> Required work
Could the listing below be reproduced exactly, minus its pictures?

> Exercise inputs
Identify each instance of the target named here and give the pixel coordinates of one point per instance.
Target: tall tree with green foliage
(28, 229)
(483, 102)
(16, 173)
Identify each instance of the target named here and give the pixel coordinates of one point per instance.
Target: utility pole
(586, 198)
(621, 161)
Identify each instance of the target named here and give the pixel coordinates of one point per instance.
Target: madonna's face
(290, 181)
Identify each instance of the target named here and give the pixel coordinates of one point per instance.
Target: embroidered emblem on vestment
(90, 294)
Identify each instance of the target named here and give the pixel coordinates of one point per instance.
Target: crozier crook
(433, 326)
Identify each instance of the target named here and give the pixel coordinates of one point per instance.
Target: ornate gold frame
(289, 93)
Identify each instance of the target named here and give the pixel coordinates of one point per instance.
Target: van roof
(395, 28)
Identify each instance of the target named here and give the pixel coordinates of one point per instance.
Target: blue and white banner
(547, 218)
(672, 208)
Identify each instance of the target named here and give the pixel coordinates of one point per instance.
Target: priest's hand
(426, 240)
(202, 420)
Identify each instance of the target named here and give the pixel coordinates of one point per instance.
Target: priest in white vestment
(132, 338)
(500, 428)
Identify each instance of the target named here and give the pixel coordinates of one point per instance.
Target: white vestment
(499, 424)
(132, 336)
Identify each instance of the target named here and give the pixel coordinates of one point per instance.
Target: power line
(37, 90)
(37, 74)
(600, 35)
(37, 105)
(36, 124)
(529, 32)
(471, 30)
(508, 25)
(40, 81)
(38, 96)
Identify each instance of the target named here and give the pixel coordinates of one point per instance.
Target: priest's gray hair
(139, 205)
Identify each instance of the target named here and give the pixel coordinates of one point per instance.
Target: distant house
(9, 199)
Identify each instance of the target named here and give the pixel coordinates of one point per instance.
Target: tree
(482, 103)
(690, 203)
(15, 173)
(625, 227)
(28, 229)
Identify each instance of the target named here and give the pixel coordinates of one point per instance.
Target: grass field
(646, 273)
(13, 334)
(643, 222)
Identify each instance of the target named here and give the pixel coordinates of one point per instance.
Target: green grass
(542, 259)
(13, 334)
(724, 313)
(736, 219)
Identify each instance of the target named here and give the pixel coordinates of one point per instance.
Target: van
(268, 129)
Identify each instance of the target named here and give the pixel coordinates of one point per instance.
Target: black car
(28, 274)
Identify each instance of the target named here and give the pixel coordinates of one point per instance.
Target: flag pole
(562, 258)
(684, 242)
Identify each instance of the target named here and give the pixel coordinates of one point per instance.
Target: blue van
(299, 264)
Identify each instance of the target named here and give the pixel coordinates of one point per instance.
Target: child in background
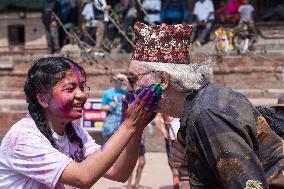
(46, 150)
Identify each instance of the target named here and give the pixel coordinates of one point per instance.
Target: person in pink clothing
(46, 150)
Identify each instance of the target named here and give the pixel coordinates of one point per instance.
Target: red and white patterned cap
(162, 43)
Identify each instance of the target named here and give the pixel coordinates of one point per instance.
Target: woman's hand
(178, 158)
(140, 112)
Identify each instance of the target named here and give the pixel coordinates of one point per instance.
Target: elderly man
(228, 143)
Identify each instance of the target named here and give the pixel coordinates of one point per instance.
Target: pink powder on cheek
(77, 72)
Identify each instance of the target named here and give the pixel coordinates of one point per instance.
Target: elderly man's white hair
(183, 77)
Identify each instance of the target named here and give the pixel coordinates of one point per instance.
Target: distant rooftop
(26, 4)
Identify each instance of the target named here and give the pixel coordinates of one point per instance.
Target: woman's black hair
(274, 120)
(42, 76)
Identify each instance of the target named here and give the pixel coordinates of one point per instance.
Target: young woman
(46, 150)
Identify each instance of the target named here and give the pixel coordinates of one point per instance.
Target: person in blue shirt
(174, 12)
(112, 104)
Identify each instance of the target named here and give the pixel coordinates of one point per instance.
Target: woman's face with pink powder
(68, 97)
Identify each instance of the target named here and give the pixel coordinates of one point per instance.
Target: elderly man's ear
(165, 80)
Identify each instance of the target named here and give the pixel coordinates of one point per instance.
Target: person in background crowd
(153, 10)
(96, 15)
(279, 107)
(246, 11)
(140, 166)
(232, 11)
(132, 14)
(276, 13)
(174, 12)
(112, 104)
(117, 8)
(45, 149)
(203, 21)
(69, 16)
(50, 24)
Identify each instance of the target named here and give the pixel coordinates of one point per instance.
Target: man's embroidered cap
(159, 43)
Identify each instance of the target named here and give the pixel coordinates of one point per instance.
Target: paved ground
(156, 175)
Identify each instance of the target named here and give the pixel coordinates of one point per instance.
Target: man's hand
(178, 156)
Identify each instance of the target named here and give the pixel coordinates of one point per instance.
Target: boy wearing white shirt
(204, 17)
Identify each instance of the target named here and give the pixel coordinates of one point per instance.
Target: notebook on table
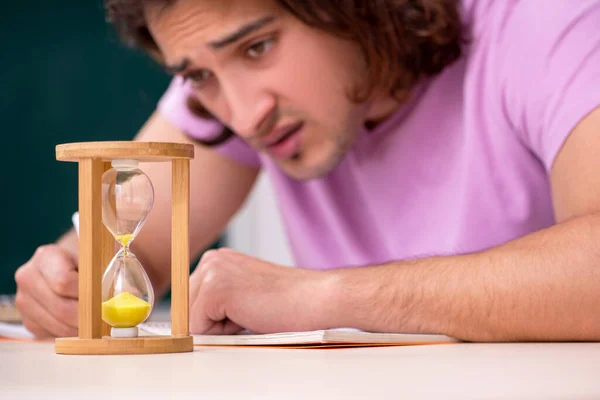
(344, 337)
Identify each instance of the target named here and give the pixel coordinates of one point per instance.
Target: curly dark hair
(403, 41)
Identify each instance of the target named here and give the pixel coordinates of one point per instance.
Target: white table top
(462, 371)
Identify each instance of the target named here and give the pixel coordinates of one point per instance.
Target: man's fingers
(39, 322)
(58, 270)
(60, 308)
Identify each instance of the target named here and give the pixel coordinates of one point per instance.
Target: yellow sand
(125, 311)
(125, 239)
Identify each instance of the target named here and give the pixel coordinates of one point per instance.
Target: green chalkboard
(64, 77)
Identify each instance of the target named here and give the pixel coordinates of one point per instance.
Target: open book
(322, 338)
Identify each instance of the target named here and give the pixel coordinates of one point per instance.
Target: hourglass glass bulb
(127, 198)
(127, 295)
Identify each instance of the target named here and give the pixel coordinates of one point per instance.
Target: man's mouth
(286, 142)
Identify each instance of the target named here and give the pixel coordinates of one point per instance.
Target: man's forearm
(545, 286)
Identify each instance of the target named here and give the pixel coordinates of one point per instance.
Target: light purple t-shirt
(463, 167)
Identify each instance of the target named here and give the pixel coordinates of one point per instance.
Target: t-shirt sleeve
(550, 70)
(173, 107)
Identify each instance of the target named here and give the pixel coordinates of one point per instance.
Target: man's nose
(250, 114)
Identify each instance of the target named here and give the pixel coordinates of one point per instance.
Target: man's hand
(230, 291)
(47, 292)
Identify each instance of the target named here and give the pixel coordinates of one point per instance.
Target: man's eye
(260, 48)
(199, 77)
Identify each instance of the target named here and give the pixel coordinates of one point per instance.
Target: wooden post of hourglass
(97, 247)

> Response
Identify each instance of the target named here and give the pixel coordinates of one point per instance.
Target: tall tree with green foliage
(28, 229)
(483, 102)
(16, 173)
Identify each instance of the target named here and give the pixel coordinates of one point per instance.
Target: utility pole
(586, 198)
(621, 161)
Identify each instance of the target named here and give the pixel coordinates of one point per instance.
Target: madonna's face
(290, 181)
Identify each instance of the target named here and give the pixel coordinates of one point per instance.
Target: embroidered emblem on vestment
(90, 294)
Identify each instance of the target named here and give the pixel coordinates of one point per instance.
Target: crozier crook
(433, 326)
Identify each instance of the target named here and give the pixel coordinates of one point per instance.
Target: ornate gold frame
(289, 93)
Identify each instance of the target named here and give the pixel coordinates of one point per instance.
Target: van roof
(395, 28)
Identify each instance of the target named here and give the pixel coordinates of one point per instance.
Target: blue and white banner
(547, 218)
(672, 208)
Identify each instance of the target named here and give the pixel coordinates of one point per instance.
Target: priest's hand
(426, 240)
(202, 420)
Identify each instance of the target named here and give the pixel coordinates of one point per instance.
Target: priest in white vestment
(132, 338)
(500, 428)
Identify each instance of the target named here and give the pixel coordinates of one point per instance.
Target: white vestment
(499, 424)
(132, 336)
Identify each instance of the target named here and give the pixel coordinates of one point per instance.
Target: power line
(37, 90)
(37, 74)
(600, 35)
(37, 105)
(36, 124)
(529, 32)
(471, 30)
(508, 25)
(40, 81)
(38, 96)
Identify each instance of the target named here and give the pixel coordinates of one point per instance.
Target: priest's gray hair
(139, 205)
Identify each instance of the target named here and give the pixel coordinates of one point per instance.
Target: distant house
(9, 199)
Identify each instance of the target named here and give the pixel coordinates of one point per instance.
Target: tree
(482, 103)
(690, 203)
(15, 173)
(625, 227)
(28, 229)
Identify each instance of the target named here and give the pixel coordinates of one point per instance.
Target: grass field
(646, 273)
(13, 334)
(643, 222)
Identify each instance of the target named here and give the pixel coordinates of one point per instance.
Target: green grass
(542, 259)
(13, 334)
(724, 313)
(736, 219)
Identify each instance of the target named here and give the pixel coordinates of one point per instance.
Target: van
(268, 129)
Identify each instance of the target named here and give the pixel coordinates of one point per instance.
Target: black car
(28, 274)
Identify each instance of the target named here and give the pixel coordinates of one point per instance.
Target: flag pole
(562, 258)
(684, 242)
Identify each instance of the target named here and give the pixel coordinates of one point per instance.
Target: blue van
(299, 264)
Identify each instance of the target named here and give the pixel coordinates of one point per instance.
Target: child in background
(46, 150)
Identify each instance of the target named here and give the pixel coordinates of one point per instance.
Target: person in pink clothing
(46, 150)
Identify each instance of the target named here and give the pixel coordinates of one point per instance.
Target: red and white patterned cap
(162, 43)
Identify each instance of the target named here and give the pixel coordinates of one point per instance.
Target: woman's hand
(178, 158)
(140, 112)
Identify each instance of the target named here and give the pixel coordinates of one point per instance.
Target: elderly man
(228, 143)
Identify each instance of the target named here and give the pixel coordinates of one point per instance.
Target: pink powder on cheek
(77, 72)
Identify each instance of the target named here and give the pixel coordinates of one point per instance.
Target: elderly man's white hair
(183, 77)
Identify each instance of the target named here and give the pixel coordinates of one point per instance.
Target: distant rooftop
(26, 4)
Identify each instance of the target named here and give the pixel coordinates of one point per instance.
Target: woman's black hair
(274, 120)
(42, 76)
Identify each instance of the target named here and give the pixel coordinates of one point per instance.
Target: young woman
(46, 150)
Identify each instance of the target named here and give the pixel coordinates of one point per instance.
Target: person in blue shirt
(174, 12)
(112, 104)
Identify each instance of the target named here and give the pixel coordinates of one point per instance.
Target: woman's face with pink powder
(68, 97)
Identify each instance of the target named here and give the pixel coordinates of one point per instance.
Target: elderly man's ear
(165, 80)
Identify each instance of the target named here and give the pixel coordinates of one point per instance.
Target: person in background crowd
(153, 10)
(96, 15)
(279, 107)
(246, 11)
(140, 166)
(232, 11)
(132, 14)
(276, 13)
(174, 12)
(112, 104)
(117, 8)
(45, 149)
(203, 21)
(69, 16)
(50, 24)
Identify each instance of the target named here and give the pixel coordinates of one point per instance.
Target: man's embroidered cap
(159, 43)
Identify each instance of the target named here and give the pixel coordinates of one point per instance.
Target: paved ground
(156, 175)
Identify each instance of the target named here and give the pixel coordinates of one point per instance.
Target: man's hand
(178, 156)
Identify each instance of the target named here and give the pixel coordinates of one point per instance.
Target: boy wearing white shirt
(204, 17)
Identify each instance of the target named here and give the pixel coordinates of one point per instance.
Target: notebook on table
(344, 337)
Identify each instance of the target named here and give the pixel coordinates of one point per instance.
Target: curly dark hair
(403, 41)
Identify each instance of the target named here and give the pixel coordinates of one point per instance.
Target: white table top
(462, 371)
Identify each instance of the target named here and give the pixel coordinates of one point per instance.
Target: man's fingers
(39, 322)
(58, 270)
(60, 308)
Identify each instance of the target named here and give the pixel coordinates of one point per instance.
Target: yellow sand
(125, 311)
(125, 239)
Identify each instance of the target named here and give the pixel coordinates of one point per instance.
Target: green chalkboard
(64, 77)
Identify each instance of the target named here and give the pixel coordinates of one point per instance.
Target: open book
(322, 338)
Identify each instance of the target named here and give the pixel coordinates of one point per instance.
Target: hourglass glass bulb
(127, 198)
(127, 295)
Identify each instance of the target named here and give the pixel coordinates of one point per instance.
Target: man's mouth
(286, 142)
Identify each instance of the target named here and give the pixel coordinates of one point per instance.
Target: man's forearm
(545, 286)
Identify each instance of the target named here and give the pixel coordinates of one point per instance.
Target: light purple t-shirt
(463, 167)
Identify each instance of the target named here and give the pixel coordinates of one point per instance.
Target: t-shirt sleeve
(550, 70)
(173, 107)
Identify each instance of the target named here and give the pixel coordinates of one point per instance.
Target: man's nose
(250, 114)
Identify each instance of the target named here and give the pixel coordinates of one point per instance.
Target: man's hand
(230, 291)
(47, 292)
Identify each instance of the target named here and give the pixel coordinates of one point per instance.
Target: man's eye
(260, 48)
(199, 77)
Identify each instance of the target named here and give the pixel coordinates of one point per instance.
Target: wooden post of hourglass
(97, 247)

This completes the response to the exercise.